## Exercise aim
The reply should reproduce every line of the data below word for word, minus any images.

--*--

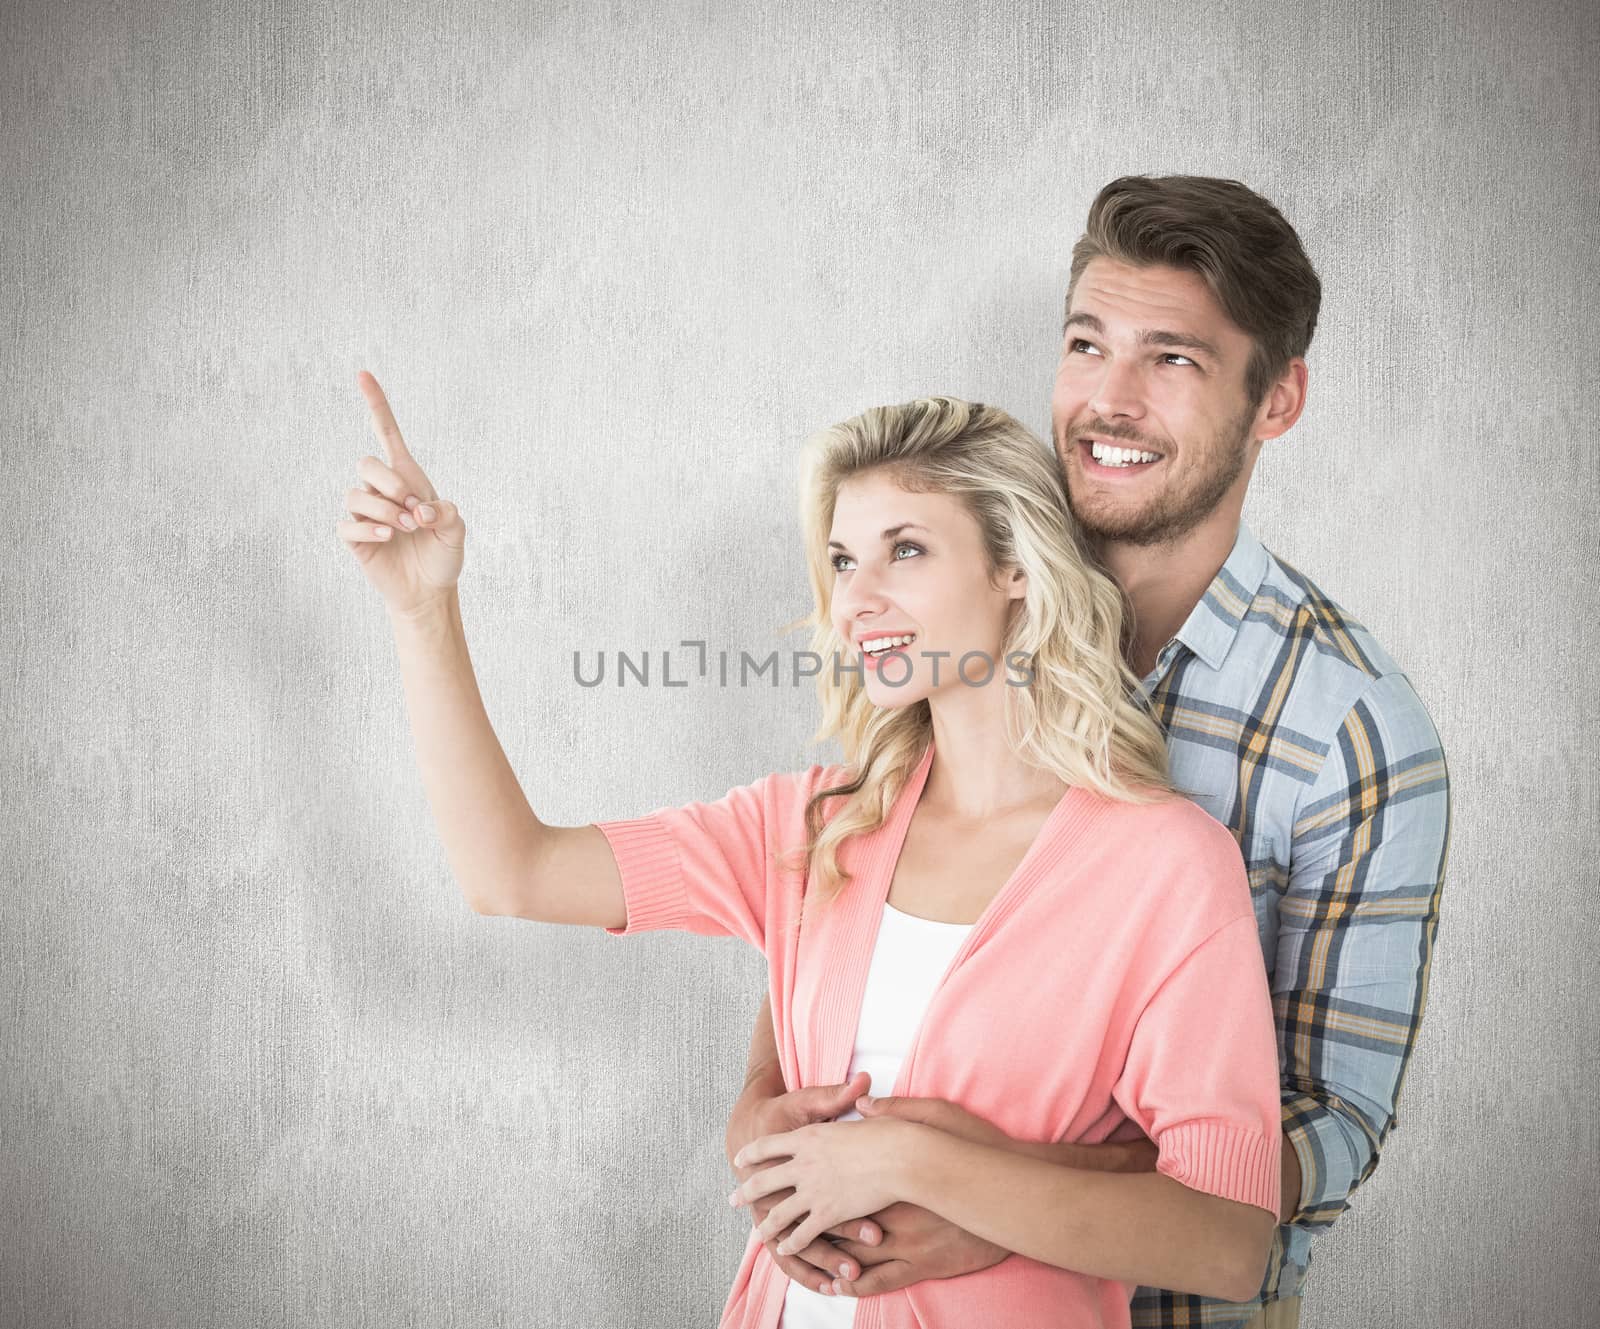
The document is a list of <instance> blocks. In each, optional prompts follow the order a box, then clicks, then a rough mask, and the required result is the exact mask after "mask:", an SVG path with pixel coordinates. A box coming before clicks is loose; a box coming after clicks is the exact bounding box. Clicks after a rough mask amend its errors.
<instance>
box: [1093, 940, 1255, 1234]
mask: <svg viewBox="0 0 1600 1329" xmlns="http://www.w3.org/2000/svg"><path fill="white" fill-rule="evenodd" d="M1112 1097H1115V1100H1117V1102H1118V1104H1120V1107H1122V1110H1123V1111H1126V1113H1128V1116H1130V1118H1131V1119H1133V1121H1136V1123H1138V1124H1139V1129H1141V1131H1144V1134H1146V1135H1149V1137H1150V1139H1152V1140H1154V1142H1155V1145H1157V1148H1158V1151H1160V1153H1158V1156H1157V1161H1155V1171H1157V1172H1162V1174H1165V1175H1168V1177H1171V1179H1173V1180H1176V1182H1182V1183H1184V1185H1186V1187H1189V1188H1190V1190H1202V1191H1206V1193H1208V1195H1219V1196H1224V1198H1226V1199H1237V1201H1240V1203H1242V1204H1256V1206H1259V1207H1261V1209H1270V1211H1272V1212H1274V1214H1277V1211H1278V1198H1280V1191H1282V1175H1280V1167H1282V1147H1283V1135H1282V1129H1280V1126H1278V1060H1277V1043H1275V1036H1274V1030H1272V998H1270V993H1269V992H1267V968H1266V964H1264V963H1262V958H1261V937H1259V934H1258V931H1256V920H1254V915H1253V913H1246V915H1240V916H1238V918H1235V920H1232V921H1230V923H1224V924H1222V926H1221V928H1218V929H1216V931H1214V932H1211V936H1210V937H1206V939H1205V940H1203V942H1200V945H1197V947H1195V948H1194V950H1192V952H1189V955H1187V956H1186V958H1184V960H1182V961H1181V963H1179V964H1178V966H1176V968H1174V969H1173V971H1171V972H1170V974H1168V976H1166V977H1165V979H1163V980H1162V985H1160V987H1158V988H1157V990H1155V995H1154V996H1152V998H1150V1000H1149V1003H1147V1004H1146V1008H1144V1011H1142V1012H1141V1016H1139V1022H1138V1025H1136V1027H1134V1033H1133V1040H1131V1044H1130V1051H1128V1060H1126V1064H1125V1067H1123V1072H1122V1078H1120V1080H1118V1081H1117V1084H1115V1088H1114V1089H1112Z"/></svg>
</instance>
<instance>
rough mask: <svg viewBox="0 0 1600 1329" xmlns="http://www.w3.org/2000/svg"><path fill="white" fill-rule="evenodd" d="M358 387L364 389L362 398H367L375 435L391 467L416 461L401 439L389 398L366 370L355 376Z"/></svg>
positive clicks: (366, 404) (366, 398)
mask: <svg viewBox="0 0 1600 1329" xmlns="http://www.w3.org/2000/svg"><path fill="white" fill-rule="evenodd" d="M355 382H357V385H358V387H360V389H362V397H365V398H366V406H368V411H370V413H371V419H373V433H376V435H378V441H379V443H382V445H384V454H386V456H387V459H389V465H395V464H398V462H402V461H413V462H414V461H416V459H414V457H413V456H411V453H410V451H408V449H406V446H405V440H403V438H402V437H400V425H398V424H395V416H394V411H390V409H389V398H387V397H384V390H382V389H381V387H379V385H378V379H374V377H373V376H371V374H370V373H368V371H366V369H362V371H360V373H358V374H357V376H355Z"/></svg>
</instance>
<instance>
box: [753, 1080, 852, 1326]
mask: <svg viewBox="0 0 1600 1329" xmlns="http://www.w3.org/2000/svg"><path fill="white" fill-rule="evenodd" d="M779 1083H781V1081H779ZM870 1088H872V1076H870V1075H867V1072H864V1070H862V1072H858V1073H856V1075H854V1076H853V1078H851V1080H850V1083H848V1084H813V1086H810V1088H806V1089H792V1091H789V1092H786V1094H776V1096H771V1094H766V1092H765V1091H763V1084H762V1081H760V1080H758V1078H757V1076H754V1075H752V1078H750V1081H749V1084H747V1088H746V1092H744V1094H741V1097H739V1102H738V1104H734V1107H733V1116H731V1118H730V1119H728V1131H726V1135H725V1139H723V1148H725V1150H726V1153H728V1166H730V1167H733V1172H734V1175H736V1177H738V1179H739V1182H741V1183H742V1182H744V1180H746V1179H749V1177H754V1175H755V1174H757V1172H763V1171H765V1169H768V1167H776V1166H779V1164H781V1163H782V1159H773V1161H770V1163H757V1164H755V1166H752V1167H734V1166H733V1158H734V1155H738V1151H739V1150H741V1148H744V1145H747V1143H750V1142H752V1140H758V1139H760V1137H762V1135H776V1134H781V1132H784V1131H797V1129H800V1127H802V1126H810V1124H813V1123H816V1121H832V1119H834V1118H835V1116H838V1115H840V1113H843V1111H850V1108H851V1105H853V1104H854V1100H856V1099H858V1097H859V1096H861V1094H864V1092H866V1091H867V1089H870ZM792 1195H794V1190H792V1188H786V1190H779V1191H773V1193H771V1195H763V1196H760V1198H758V1199H752V1201H750V1222H752V1223H754V1225H755V1227H760V1225H762V1223H763V1222H765V1220H766V1215H768V1214H770V1212H771V1211H773V1209H774V1207H778V1204H781V1203H782V1201H786V1199H789V1198H790V1196H792ZM795 1227H798V1223H792V1225H790V1227H789V1230H787V1231H782V1233H778V1236H774V1238H771V1239H768V1241H765V1243H762V1244H763V1246H765V1247H766V1254H768V1255H771V1257H773V1260H774V1262H776V1265H778V1268H781V1270H782V1271H784V1273H786V1275H789V1278H792V1279H795V1283H803V1284H805V1286H806V1287H811V1289H814V1291H818V1292H822V1294H832V1291H834V1289H832V1279H835V1278H842V1276H843V1278H854V1276H856V1275H858V1273H859V1271H861V1260H859V1259H854V1257H850V1255H845V1254H843V1252H842V1251H840V1249H838V1247H837V1246H835V1244H834V1243H832V1241H829V1239H827V1238H818V1239H816V1241H813V1243H811V1244H810V1246H806V1247H805V1251H797V1252H795V1254H792V1255H779V1254H778V1243H779V1241H781V1239H782V1238H786V1236H789V1233H792V1231H794V1228H795ZM867 1227H869V1228H870V1227H872V1225H870V1223H869V1225H867ZM834 1230H835V1231H840V1233H843V1231H848V1233H851V1235H859V1233H861V1230H862V1225H861V1223H842V1225H840V1227H837V1228H834ZM874 1236H877V1233H875V1231H874Z"/></svg>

--*--

## Exercise answer
The document is a list of <instance> blocks. In each, optional prompts follow the order a box, then clicks, then a rough mask, and the required result is the exact mask after "mask:", an SVG path with pixel coordinates. A box coming before clicks is loose; a box coming after clicks is the exact bounding box. Clicks after a rough mask amend its errors.
<instance>
box: [1093, 940, 1255, 1234]
mask: <svg viewBox="0 0 1600 1329" xmlns="http://www.w3.org/2000/svg"><path fill="white" fill-rule="evenodd" d="M1112 1097H1115V1100H1117V1102H1118V1104H1120V1107H1122V1110H1123V1111H1126V1113H1128V1116H1130V1118H1131V1119H1133V1121H1136V1123H1138V1124H1139V1129H1141V1131H1144V1134H1146V1135H1149V1137H1150V1139H1152V1140H1154V1142H1155V1145H1157V1148H1158V1151H1160V1153H1158V1156H1157V1161H1155V1171H1157V1172H1162V1174H1165V1175H1168V1177H1171V1179H1173V1180H1176V1182H1182V1183H1184V1185H1186V1187H1189V1188H1190V1190H1202V1191H1206V1193H1208V1195H1219V1196H1224V1198H1226V1199H1237V1201H1240V1203H1242V1204H1256V1206H1259V1207H1261V1209H1270V1211H1272V1212H1274V1214H1277V1211H1278V1198H1280V1191H1282V1175H1280V1167H1282V1147H1283V1135H1282V1129H1280V1126H1278V1060H1277V1043H1275V1036H1274V1030H1272V998H1270V993H1269V992H1267V968H1266V964H1264V963H1262V958H1261V937H1259V934H1258V931H1256V920H1254V915H1253V913H1246V915H1240V916H1238V918H1235V920H1232V921H1230V923H1224V924H1222V926H1221V928H1218V929H1216V931H1214V932H1211V936H1210V937H1206V939H1205V940H1203V942H1200V945H1197V947H1195V948H1194V950H1192V952H1189V955H1187V956H1186V958H1184V960H1182V961H1181V963H1179V964H1178V966H1176V968H1174V969H1173V971H1171V972H1170V974H1168V976H1166V977H1165V979H1163V980H1162V985H1160V987H1158V988H1157V990H1155V995H1154V996H1152V998H1150V1000H1149V1003H1147V1004H1146V1008H1144V1011H1142V1012H1141V1016H1139V1022H1138V1025H1136V1027H1134V1033H1133V1040H1131V1044H1130V1051H1128V1060H1126V1064H1125V1067H1123V1072H1122V1078H1120V1080H1118V1081H1117V1084H1115V1088H1114V1089H1112Z"/></svg>
</instance>
<instance>
rough mask: <svg viewBox="0 0 1600 1329" xmlns="http://www.w3.org/2000/svg"><path fill="white" fill-rule="evenodd" d="M358 387L364 389L362 398H367L375 435L391 467L416 461L401 439L389 398L366 370L355 376Z"/></svg>
positive clicks: (366, 404) (366, 398)
mask: <svg viewBox="0 0 1600 1329" xmlns="http://www.w3.org/2000/svg"><path fill="white" fill-rule="evenodd" d="M355 382H357V385H358V387H360V389H362V397H365V398H366V406H368V411H370V413H371V419H373V433H376V435H378V441H379V443H382V445H384V454H386V456H387V459H389V465H395V464H398V462H402V461H413V462H414V461H416V459H414V457H413V456H411V453H410V451H408V449H406V446H405V440H403V438H402V437H400V425H398V424H395V416H394V411H390V409H389V398H387V397H384V390H382V389H381V387H379V385H378V379H374V377H373V376H371V374H370V373H368V371H366V369H362V371H360V373H358V374H357V376H355Z"/></svg>
</instance>
<instance>
box: [753, 1080, 852, 1326]
mask: <svg viewBox="0 0 1600 1329" xmlns="http://www.w3.org/2000/svg"><path fill="white" fill-rule="evenodd" d="M779 1083H781V1081H779ZM870 1088H872V1076H870V1075H867V1072H864V1070H862V1072H858V1073H856V1075H854V1076H853V1078H851V1080H850V1083H848V1084H813V1086H810V1088H806V1089H792V1091H789V1092H786V1094H776V1096H771V1094H766V1092H765V1091H763V1084H762V1081H760V1080H758V1078H757V1076H754V1075H752V1078H750V1081H749V1084H747V1088H746V1092H744V1094H741V1097H739V1102H738V1104H734V1107H733V1116H731V1118H730V1119H728V1131H726V1135H725V1139H723V1148H725V1150H726V1153H728V1166H730V1167H733V1172H734V1175H736V1177H738V1179H739V1182H741V1183H742V1182H744V1180H746V1179H749V1177H754V1175H755V1174H757V1172H763V1171H765V1169H768V1167H776V1166H779V1164H781V1163H782V1159H773V1161H770V1163H757V1164H755V1166H752V1167H734V1166H733V1158H734V1155H738V1151H739V1150H741V1148H744V1145H747V1143H750V1142H752V1140H758V1139H760V1137H762V1135H776V1134H781V1132H784V1131H797V1129H800V1127H802V1126H810V1124H813V1123H816V1121H832V1119H834V1118H835V1116H838V1115H840V1113H843V1111H850V1108H851V1105H853V1104H854V1100H856V1099H858V1097H859V1096H861V1094H864V1092H866V1091H867V1089H870ZM792 1195H794V1190H792V1188H786V1190H779V1191H773V1193H771V1195H763V1196H760V1198H758V1199H752V1201H750V1222H752V1223H754V1225H755V1227H760V1225H762V1223H763V1222H765V1220H766V1215H768V1214H770V1212H771V1211H773V1209H774V1207H778V1204H781V1203H782V1201H786V1199H789V1198H790V1196H792ZM795 1227H798V1223H792V1225H790V1227H789V1230H787V1231H782V1233H778V1236H774V1238H771V1239H768V1241H765V1243H762V1244H763V1246H765V1247H766V1254H768V1255H771V1257H773V1260H774V1262H776V1265H778V1268H781V1270H782V1271H784V1273H786V1275H789V1278H792V1279H795V1283H803V1284H805V1286H806V1287H811V1289H814V1291H818V1292H822V1294H832V1291H834V1289H832V1279H835V1278H842V1276H843V1278H854V1276H856V1275H858V1273H859V1271H861V1260H859V1259H854V1257H850V1255H845V1254H843V1252H842V1251H840V1249H838V1247H837V1246H835V1244H834V1243H832V1241H829V1239H827V1238H818V1239H816V1241H813V1243H811V1244H810V1246H806V1247H805V1251H797V1252H795V1254H792V1255H779V1254H778V1243H779V1241H781V1239H782V1238H786V1236H789V1233H792V1231H794V1228H795ZM867 1227H869V1228H870V1227H872V1225H870V1223H869V1225H867ZM834 1230H835V1231H840V1233H843V1231H848V1233H851V1235H859V1233H861V1230H862V1225H861V1223H842V1225H840V1227H837V1228H834ZM874 1236H877V1233H875V1231H874Z"/></svg>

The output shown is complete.